Arming Against Anthrax
Examining A VaccineLynn
Jolicoeur
Published November 27
2001
Anthrax anxiety -- it has a nation on
edge.
Wish you could be vaccinated against the
potentially deadly virus?
John Ritchie of Dudley,
Massachusetts received the vaccine in 1999 when he was 38
years old. He had to as a member of the Air Force Reserves.
Two days later he fell ill with flu-like symptoms. Within the
next week, an onslaught of other health problems
appeared.
"The headaches, blurred vision, dizziness,
muscle and joint ache, the chronic fatigue. I mean, it felt
like I had been run over by a Mack truck," Ritchie
says.
Some of those symptoms stayed permanently, while
others come back from time to time. Ritchie says some doctors
have told him the vaccine must have triggered his health
problems.
The anthrax vaccine was approved in 1970. But
government documents Fox 61 obtained show about 1700 people
have reported reactions to it. A congressional report says the
vaccine is still being studied as a potential cause of Gulf
War Syndrome.
Major Tom Rempfer, one of eight pilots
who had to quit their positions in the Connecticut Air
National Guard because they refused to take the shots, says
the vaccine is experimental because it was never properly
studied and approved. Studies on the original vaccine -- which
was then modified before approval -- only showed it was
effective against cutaneous anthrax, not inhalation. By law,
military members can't be forced to take experimental vaccines
or drugs.
"The policy, process and the paperwork that's
been uncovered actually reveals a willful circumvention of the
law," Rempfer said.

[Point localization data]
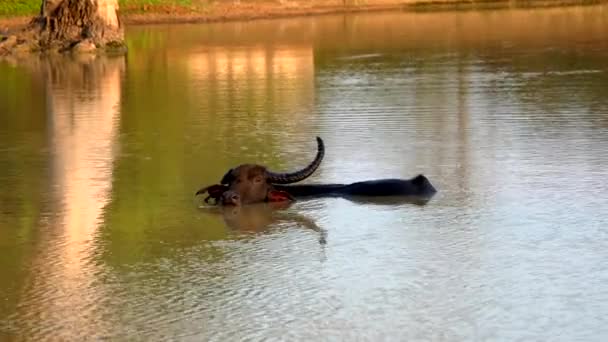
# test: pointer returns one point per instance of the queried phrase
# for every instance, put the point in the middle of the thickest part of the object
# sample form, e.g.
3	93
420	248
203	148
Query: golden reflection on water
479	110
83	114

#### [Apply what you read]
A: According to the anthrax vaccine article, how many pilots had to quit their positions in the Connecticut Air National Guard for refusing the shots?
B: Continue the anthrax vaccine article from where it stops.

#### [Answers for this exercise]
A: Eight pilots.

B:
Through the 1980's and early 1990's
the Department of Defense and Food and Drug Administration
repeatedly stated such things as, "There is no vaccine in
current use which will safely and effectively protect military
personnel", "The vaccine is highly reactogenic" and "efficacy
against inhalation anthrax is not well documented." They
sought proposals for a new vaccine then tried to get the
current vaccine approved on an investigational basis for
inhalation anthrax, but no one ever acted on those
proposals.
Then in the late 1990s tensions were
mounting over biological and chemical weapons plants in
Iraq.
"The message changed and people were told that
this vaccine would basically be the only thing that would
stand between the servicemembers and sure death," Rempfer told
Fox 61.
Officials in the Department of Defense and
Connecticut National Guard refused to be interviewed for Fox
61's Special Assignment report. Connecticut Attorney General
Richard Blumenthal has repeatedly written to both, as well as
the Food and Drug Administration, urging them to stop the
Anthrax Vaccine Immunization Program (AVIP).
"We don't
have a safe and effective vaccine that's available to our
general public or our military," Blumenthal said. "Our
military men and women have been compelled to in effect be
guinea pigs."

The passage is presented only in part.